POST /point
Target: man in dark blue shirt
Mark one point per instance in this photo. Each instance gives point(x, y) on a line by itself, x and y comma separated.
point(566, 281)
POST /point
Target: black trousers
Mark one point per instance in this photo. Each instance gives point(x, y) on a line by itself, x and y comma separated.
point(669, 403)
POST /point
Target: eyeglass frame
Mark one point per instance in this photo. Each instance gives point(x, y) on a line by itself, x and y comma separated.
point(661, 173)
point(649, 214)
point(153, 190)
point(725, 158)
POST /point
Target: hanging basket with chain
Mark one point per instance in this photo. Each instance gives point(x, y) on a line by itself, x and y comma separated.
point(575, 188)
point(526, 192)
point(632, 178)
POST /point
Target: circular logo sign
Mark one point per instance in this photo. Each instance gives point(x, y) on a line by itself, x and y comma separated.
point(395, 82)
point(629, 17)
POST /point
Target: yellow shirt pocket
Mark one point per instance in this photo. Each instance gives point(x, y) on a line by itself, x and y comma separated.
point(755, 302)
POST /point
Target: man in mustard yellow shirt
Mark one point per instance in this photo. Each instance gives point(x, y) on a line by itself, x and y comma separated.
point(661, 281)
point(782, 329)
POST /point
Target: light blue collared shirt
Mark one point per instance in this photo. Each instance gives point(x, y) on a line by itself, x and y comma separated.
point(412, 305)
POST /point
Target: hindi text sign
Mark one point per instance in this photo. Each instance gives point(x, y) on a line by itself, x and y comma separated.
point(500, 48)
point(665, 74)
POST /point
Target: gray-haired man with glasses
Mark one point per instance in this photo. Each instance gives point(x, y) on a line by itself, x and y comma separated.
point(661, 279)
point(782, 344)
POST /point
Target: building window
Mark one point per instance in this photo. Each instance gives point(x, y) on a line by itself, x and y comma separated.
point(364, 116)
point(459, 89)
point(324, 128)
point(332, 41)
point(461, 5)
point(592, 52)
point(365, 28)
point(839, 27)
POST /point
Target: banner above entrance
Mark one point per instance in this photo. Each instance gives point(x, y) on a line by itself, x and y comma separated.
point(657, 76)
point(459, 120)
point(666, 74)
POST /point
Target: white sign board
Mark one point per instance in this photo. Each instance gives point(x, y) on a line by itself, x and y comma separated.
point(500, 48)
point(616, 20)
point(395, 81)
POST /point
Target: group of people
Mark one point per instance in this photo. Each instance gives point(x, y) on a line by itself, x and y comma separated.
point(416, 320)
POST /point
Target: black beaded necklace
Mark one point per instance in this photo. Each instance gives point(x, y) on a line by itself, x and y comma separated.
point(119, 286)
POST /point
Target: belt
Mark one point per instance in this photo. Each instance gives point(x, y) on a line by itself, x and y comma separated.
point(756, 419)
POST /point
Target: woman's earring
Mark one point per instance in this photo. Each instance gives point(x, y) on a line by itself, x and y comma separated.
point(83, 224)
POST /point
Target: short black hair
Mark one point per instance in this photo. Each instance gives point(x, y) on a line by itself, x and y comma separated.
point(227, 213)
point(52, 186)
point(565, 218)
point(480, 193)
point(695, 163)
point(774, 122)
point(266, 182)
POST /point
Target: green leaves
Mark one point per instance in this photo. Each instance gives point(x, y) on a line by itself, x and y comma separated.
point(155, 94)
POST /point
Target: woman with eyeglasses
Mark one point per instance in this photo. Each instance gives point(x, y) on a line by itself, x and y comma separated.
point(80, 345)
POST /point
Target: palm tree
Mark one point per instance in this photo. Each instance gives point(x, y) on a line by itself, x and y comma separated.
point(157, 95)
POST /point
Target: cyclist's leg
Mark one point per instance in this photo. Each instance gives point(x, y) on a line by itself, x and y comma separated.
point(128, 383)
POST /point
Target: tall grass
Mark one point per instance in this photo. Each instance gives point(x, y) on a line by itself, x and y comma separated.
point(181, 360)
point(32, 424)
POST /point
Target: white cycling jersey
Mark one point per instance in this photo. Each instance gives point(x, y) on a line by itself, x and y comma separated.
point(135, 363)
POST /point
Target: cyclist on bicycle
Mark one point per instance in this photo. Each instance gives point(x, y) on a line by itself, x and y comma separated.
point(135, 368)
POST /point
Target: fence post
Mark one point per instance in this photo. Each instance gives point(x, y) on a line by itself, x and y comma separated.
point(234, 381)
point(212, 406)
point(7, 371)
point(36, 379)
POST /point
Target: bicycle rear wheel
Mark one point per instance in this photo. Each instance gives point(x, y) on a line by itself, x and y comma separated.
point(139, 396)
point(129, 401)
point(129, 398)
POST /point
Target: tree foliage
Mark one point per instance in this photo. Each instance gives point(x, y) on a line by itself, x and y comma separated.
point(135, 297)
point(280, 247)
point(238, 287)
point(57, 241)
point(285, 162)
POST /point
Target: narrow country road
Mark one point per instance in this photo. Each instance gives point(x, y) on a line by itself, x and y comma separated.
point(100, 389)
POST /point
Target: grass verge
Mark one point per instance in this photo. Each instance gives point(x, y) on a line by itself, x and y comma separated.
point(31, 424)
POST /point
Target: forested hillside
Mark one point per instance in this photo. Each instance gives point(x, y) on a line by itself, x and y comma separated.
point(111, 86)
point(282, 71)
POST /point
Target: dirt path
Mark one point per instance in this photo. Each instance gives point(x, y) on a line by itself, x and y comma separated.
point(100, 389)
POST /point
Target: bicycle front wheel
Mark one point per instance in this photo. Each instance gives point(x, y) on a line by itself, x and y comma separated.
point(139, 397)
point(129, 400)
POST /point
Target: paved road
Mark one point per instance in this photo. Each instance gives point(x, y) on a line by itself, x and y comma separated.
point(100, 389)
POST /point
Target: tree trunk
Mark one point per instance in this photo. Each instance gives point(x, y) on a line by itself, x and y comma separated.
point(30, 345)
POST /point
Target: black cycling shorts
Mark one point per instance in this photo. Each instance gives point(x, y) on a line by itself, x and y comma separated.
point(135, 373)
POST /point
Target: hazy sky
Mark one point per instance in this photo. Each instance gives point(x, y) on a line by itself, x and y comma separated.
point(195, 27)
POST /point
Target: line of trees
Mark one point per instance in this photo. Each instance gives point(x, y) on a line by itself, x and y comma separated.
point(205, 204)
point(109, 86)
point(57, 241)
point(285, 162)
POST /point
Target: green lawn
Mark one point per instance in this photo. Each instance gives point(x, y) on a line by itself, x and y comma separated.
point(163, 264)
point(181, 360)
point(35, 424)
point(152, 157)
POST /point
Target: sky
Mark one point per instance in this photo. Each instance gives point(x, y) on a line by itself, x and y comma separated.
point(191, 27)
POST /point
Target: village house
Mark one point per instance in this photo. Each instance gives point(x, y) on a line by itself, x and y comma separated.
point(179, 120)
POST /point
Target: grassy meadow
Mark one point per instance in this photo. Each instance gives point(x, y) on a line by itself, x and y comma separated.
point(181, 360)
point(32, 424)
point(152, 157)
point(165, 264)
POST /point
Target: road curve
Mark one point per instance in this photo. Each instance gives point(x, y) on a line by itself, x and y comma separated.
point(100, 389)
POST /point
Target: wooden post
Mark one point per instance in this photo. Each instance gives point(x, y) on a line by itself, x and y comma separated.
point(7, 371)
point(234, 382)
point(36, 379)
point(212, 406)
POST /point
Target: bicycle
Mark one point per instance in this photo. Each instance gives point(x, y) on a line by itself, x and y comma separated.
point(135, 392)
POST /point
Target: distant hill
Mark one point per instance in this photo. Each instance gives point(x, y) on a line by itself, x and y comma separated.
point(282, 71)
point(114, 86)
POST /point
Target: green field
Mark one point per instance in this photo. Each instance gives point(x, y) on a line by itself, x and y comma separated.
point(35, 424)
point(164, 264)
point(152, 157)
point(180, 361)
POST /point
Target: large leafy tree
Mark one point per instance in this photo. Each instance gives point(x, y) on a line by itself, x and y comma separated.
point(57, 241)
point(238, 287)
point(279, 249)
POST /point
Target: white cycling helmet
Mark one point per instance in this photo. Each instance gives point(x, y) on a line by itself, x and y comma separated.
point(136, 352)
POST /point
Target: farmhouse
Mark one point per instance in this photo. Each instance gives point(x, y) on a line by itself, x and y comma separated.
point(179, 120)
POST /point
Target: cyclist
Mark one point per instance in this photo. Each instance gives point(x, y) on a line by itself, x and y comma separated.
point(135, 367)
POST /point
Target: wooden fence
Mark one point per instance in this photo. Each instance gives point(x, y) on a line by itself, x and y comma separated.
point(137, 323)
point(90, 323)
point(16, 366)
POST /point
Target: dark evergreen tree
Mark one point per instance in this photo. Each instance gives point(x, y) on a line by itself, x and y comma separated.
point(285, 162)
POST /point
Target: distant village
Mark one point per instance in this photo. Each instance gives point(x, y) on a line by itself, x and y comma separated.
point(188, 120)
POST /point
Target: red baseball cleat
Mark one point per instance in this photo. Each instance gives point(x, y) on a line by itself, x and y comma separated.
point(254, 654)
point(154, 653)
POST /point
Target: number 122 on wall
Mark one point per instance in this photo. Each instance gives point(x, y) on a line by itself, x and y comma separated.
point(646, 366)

++++++++

--- What the exercise asks ---
Locate every line in the data above that contains the word "fence", and copy each such line in full.

--- Exercise result ---
Target: fence post
Target: wooden fence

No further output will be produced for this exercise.